▶ Goal: Copy all the material below, exactly as it stands.

──────── Supplied information

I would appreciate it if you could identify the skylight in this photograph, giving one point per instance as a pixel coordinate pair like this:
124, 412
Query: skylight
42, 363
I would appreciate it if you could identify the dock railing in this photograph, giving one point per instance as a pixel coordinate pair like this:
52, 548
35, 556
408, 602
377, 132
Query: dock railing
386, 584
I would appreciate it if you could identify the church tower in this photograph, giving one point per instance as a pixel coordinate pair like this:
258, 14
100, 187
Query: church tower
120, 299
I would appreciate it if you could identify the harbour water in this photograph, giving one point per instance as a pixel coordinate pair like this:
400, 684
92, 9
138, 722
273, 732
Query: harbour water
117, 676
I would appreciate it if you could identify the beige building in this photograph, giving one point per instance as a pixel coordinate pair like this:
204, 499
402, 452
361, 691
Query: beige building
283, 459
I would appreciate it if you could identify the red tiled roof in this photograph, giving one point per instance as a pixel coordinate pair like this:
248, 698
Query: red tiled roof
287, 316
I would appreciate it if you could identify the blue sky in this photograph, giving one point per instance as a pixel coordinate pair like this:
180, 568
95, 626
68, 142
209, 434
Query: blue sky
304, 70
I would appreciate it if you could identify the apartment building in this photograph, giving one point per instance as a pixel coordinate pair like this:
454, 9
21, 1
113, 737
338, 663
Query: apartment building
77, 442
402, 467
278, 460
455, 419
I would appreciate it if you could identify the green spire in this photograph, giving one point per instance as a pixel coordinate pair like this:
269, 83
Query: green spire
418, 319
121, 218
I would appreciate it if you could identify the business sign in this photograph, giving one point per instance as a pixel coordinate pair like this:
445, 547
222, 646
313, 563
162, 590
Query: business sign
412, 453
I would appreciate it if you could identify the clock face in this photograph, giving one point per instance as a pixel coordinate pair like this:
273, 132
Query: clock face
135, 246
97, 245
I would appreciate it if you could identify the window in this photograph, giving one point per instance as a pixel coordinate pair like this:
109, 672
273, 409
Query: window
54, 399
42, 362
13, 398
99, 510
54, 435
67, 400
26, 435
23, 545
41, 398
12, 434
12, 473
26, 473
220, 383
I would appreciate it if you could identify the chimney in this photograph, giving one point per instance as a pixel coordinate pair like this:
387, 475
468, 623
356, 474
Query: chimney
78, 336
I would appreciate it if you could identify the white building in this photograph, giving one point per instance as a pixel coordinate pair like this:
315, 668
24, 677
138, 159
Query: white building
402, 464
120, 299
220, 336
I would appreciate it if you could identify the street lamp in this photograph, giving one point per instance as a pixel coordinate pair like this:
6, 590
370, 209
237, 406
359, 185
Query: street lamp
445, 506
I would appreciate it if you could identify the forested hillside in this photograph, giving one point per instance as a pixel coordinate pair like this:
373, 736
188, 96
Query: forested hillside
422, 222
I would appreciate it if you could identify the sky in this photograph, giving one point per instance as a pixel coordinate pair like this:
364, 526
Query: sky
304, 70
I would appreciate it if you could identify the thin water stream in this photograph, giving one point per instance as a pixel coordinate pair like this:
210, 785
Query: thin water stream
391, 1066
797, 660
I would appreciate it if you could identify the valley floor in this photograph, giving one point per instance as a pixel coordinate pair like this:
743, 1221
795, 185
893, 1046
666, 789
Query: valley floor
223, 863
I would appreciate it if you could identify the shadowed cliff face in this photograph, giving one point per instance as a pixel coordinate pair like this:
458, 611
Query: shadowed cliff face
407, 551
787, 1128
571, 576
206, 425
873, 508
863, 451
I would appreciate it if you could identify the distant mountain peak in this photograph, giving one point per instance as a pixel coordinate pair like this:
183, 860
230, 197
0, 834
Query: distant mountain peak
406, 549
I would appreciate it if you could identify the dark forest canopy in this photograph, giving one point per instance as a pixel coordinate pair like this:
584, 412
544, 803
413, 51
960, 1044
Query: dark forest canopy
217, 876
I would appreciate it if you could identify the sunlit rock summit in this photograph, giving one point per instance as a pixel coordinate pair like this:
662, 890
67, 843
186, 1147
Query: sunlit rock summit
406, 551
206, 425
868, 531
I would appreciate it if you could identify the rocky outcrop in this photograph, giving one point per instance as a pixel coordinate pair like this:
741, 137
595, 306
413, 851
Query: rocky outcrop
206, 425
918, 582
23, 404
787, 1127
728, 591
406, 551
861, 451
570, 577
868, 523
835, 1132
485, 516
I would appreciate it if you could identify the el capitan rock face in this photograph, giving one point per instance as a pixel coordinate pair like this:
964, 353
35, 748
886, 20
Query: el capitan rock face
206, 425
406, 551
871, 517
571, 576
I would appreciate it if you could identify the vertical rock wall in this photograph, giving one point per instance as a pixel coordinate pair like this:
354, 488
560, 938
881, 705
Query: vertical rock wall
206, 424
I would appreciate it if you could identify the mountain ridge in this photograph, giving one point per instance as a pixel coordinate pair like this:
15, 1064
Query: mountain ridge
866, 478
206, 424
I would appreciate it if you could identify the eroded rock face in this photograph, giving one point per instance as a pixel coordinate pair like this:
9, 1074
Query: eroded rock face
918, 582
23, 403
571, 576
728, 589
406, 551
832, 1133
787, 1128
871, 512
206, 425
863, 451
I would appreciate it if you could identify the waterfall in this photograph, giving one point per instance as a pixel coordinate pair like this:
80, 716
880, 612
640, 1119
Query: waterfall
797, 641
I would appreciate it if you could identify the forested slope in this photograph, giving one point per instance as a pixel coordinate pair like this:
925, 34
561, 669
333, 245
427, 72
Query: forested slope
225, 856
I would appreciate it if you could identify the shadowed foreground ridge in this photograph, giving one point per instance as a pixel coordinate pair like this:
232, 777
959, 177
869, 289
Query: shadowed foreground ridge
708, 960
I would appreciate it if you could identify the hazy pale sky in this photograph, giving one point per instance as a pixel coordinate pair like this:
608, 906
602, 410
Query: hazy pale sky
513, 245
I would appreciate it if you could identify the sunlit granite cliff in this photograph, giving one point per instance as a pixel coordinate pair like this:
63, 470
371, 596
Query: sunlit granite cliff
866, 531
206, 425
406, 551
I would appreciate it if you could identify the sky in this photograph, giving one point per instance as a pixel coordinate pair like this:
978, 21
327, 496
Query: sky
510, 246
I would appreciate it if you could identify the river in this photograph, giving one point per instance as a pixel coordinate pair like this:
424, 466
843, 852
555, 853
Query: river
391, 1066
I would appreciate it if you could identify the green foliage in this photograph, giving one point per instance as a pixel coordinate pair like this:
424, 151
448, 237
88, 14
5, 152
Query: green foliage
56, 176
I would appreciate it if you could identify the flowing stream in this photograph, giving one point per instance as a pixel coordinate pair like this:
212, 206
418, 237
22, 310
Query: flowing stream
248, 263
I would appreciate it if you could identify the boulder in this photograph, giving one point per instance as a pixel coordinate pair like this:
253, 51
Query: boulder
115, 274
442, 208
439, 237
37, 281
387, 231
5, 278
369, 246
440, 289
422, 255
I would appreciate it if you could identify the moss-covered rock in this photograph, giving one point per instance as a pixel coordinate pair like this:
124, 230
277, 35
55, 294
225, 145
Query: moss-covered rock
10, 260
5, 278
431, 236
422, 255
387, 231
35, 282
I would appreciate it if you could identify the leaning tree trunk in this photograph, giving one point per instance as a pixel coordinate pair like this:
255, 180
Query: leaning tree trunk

────────────────

▶ Exercise result:
I would appreciate it if you could identify the skylight in this photograph, giving one point per instance as a pixel coordinate pair like this:
124, 412
Query: skylight
42, 363
I would appreciate it if you could identify the dock railing in this photograph, giving one point per instance as a pixel coordinate pair like this:
52, 548
35, 556
408, 602
377, 132
Query: dock railing
386, 584
I would appreciate it if you could identify the church tower in this photograph, giving one point per instance as a pixel coordinate pair like this:
258, 14
100, 187
Query: church tower
120, 299
I would appreciate it if you could identify the harbour water in this photograph, giving one point per instance as a pixel coordinate pair like this:
400, 684
92, 9
138, 722
273, 732
Query: harbour water
117, 676
I would appreciate it if you could identify the beige building in this photograph, giving one point per instance as a pixel coordinate pair like this:
204, 499
402, 452
361, 691
Query: beige building
283, 459
I would appreciate it if you could identify the red tiled roof in this photograph, giving one point per instance as a pixel coordinate pair like this:
248, 698
Query: red tiled roof
287, 316
I would appreciate it if you could identify the blue sky in this photograph, giving one point per instance as a pixel coordinate pair like this:
180, 568
95, 626
68, 142
209, 434
Query: blue sky
304, 70
I would appreciate it if you could identify the apartment building in this photograph, giving one point per instance as a pixel coordinate pair like this:
454, 9
21, 1
113, 737
338, 663
Query: apartment building
77, 442
402, 467
278, 460
455, 419
I would appreciate it if you could identify the green spire in this photograph, giving one point per instance as a pixel coordinate pair like this:
269, 83
Query: green spire
418, 319
121, 218
I would appreciate it if you could identify the business sign in this photograph, giving one point per instance as a pixel coordinate pair like this:
445, 547
222, 646
313, 563
162, 590
Query: business sign
412, 453
I would appreciate it if you could identify the clock face in this photograph, giving one point per instance as a pixel coordinate pair like this:
273, 132
Query: clock face
135, 246
97, 245
I would appreciate it if you could identify the window in this photograph, giving one point per instance as a pixel coordinate pair like this:
109, 672
273, 409
Query: window
54, 399
42, 362
13, 398
99, 510
54, 435
67, 400
26, 435
23, 545
41, 398
12, 434
12, 473
26, 473
220, 383
I would appreciate it if you could identify the chimney in this photograph, giving one point per instance as a pixel coordinate pair like this:
387, 475
468, 623
356, 474
Query: chimney
78, 336
I would appreciate it if you could identify the white building in this photograph, giving one point per instance as a pixel coordinate pair like this:
315, 668
24, 677
138, 159
Query: white building
402, 464
120, 299
220, 336
I would appreciate it if you could identify the street lamp in this photograph, giving one point per instance as a pixel coordinate pair like this:
6, 590
370, 209
237, 406
359, 185
Query: street lamp
445, 506
I would appreciate it if you could identify the forested hillside in this photograph, giving one point per instance as a pixel coordinate pair like this:
373, 736
188, 96
Query: forested hillside
422, 222
I would appreciate it if you could identify the sky in this photograph, giving one point per instance as a pixel coordinate pair like this:
364, 526
Query: sky
304, 70
I would appreciate it if you could identify the thin water stream in this photograph, giving one point per instance as a pixel coordinate pair like this:
210, 785
Query: thin water stream
391, 1066
797, 660
I would appreciate it if you could identify the valley floor in this photograph, giving one point per instance as a pixel coordinate pair like this:
743, 1221
795, 185
893, 1046
666, 789
Query: valley floor
223, 863
I would appreciate it if you could identify the shadowed cliff face in this photograph, giving one point per instance as a pixel coordinate pair like this:
458, 611
Query: shadowed cliff face
407, 551
787, 1128
571, 576
206, 425
873, 508
863, 451
I would appreciate it if you could identify the distant mountain peak in this photograph, giving one point per instance as a pixel coordinate pair like this:
183, 860
230, 197
0, 834
Query: distant mountain peak
406, 549
I would appreciate it if you could identify the dark forest canopy in this photograph, giving one point per instance as a pixel coordinate pair like this:
584, 412
544, 803
413, 51
960, 1044
Query: dark forest canopy
217, 876
I would appreciate it if you could identify the sunlit rock summit in this photograph, giving one point per instance as a pixel coordinate pair like this:
662, 890
67, 843
186, 1147
Query: sunlit rock summit
406, 551
206, 425
868, 531
I would appreciate it if you could identify the rocky outcrop in this photograph, giving one point per instance as a pixel coordinate pair like this:
741, 137
595, 306
413, 851
Query: rocky outcrop
206, 425
918, 582
23, 404
787, 1127
728, 591
406, 551
861, 451
570, 577
868, 523
835, 1132
485, 516
I would appreciate it if you could identify the el capitan rock face in this photograph, giving one point per instance as a pixel coordinate pair like this:
964, 353
35, 748
886, 20
Query: el capitan rock face
206, 425
406, 551
871, 517
571, 576
I would appreciate it if you could identify the vertical rock wall in this photograph, giving one point per instance as a pixel coordinate pair like this:
354, 488
560, 938
881, 705
Query: vertical rock wall
206, 424
I would appreciate it if you could identify the mountain ridge in this photograph, giving one point per instance as a pixel coordinate pair like this:
15, 1064
Query: mountain ridge
866, 478
206, 424
I would appreciate it if you could identify the eroded rock face in this photograph, giving one point per instance as a pixel coordinate pair like this:
9, 1074
Query: eroded rock face
918, 582
23, 403
571, 576
728, 589
406, 551
832, 1133
787, 1128
871, 512
206, 425
863, 451
I would appreciate it if you could identify the waterfall in this photograph, giving one point per instance as a pixel coordinate pair like this:
80, 716
880, 612
640, 1119
Query: waterfall
797, 641
I would appreciate it if you could identify the forested slope in this photograph, giving one point per instance as a pixel coordinate pair like this:
925, 34
561, 669
333, 245
427, 72
Query: forested slope
225, 856
I would appreciate it if you could identify the shadowed foreground ridge in this photograph, giving one point per instance as a pixel coordinate pair like this:
232, 777
959, 177
869, 289
Query: shadowed foreground ridge
708, 960
I would appreciate it if you could identify the hazy pale sky in this photograph, giving one point per instance as a pixel coordinate pair like this:
608, 906
602, 410
Query: hazy pale sky
513, 245
I would appreciate it if you could identify the sunlit granite cliff in this photograph, giving one point per instance as a pixel coordinate pair like this:
63, 470
371, 596
Query: sunlit granite cliff
866, 531
206, 425
406, 551
I would appreciate it if you could identify the sky in this photograph, giving one point per instance as a pixel coordinate pair like this:
978, 21
327, 496
Query: sky
510, 246
I would appreciate it if you could identify the river in this photograph, giving one point per instance as a pixel coordinate pair like this:
424, 466
843, 852
555, 853
Query: river
391, 1066
I would appreciate it if you could identify the green foliage in this photograph, giving one point per instance as a pixel coordinate pair like this:
424, 151
448, 237
88, 14
5, 152
Query: green foliage
56, 176
I would appreciate it if you could identify the flowing stream in this photograph, giving one point per instance as a pixel coordinate pair like this:
212, 206
418, 237
22, 310
Query: flowing stream
248, 263
I would appreciate it if you could identify the boulder in this photograph, giving one point per instance as a pixel coordinate pair like this:
253, 51
Query: boulder
115, 274
442, 208
439, 237
37, 281
387, 231
5, 278
369, 246
440, 289
422, 255
I would appreciate it if you could identify the moss-covered rock in this photograph, giving one point per instance as a pixel coordinate pair like this:
124, 230
277, 35
55, 294
225, 145
Query: moss-covered rock
10, 260
5, 278
431, 236
422, 255
387, 231
35, 282
I would appreciate it if you could identify the leaning tree trunk in this photograph, giving one point per instance as a pixel coordinate pair like this:
255, 180
Query: leaning tree trunk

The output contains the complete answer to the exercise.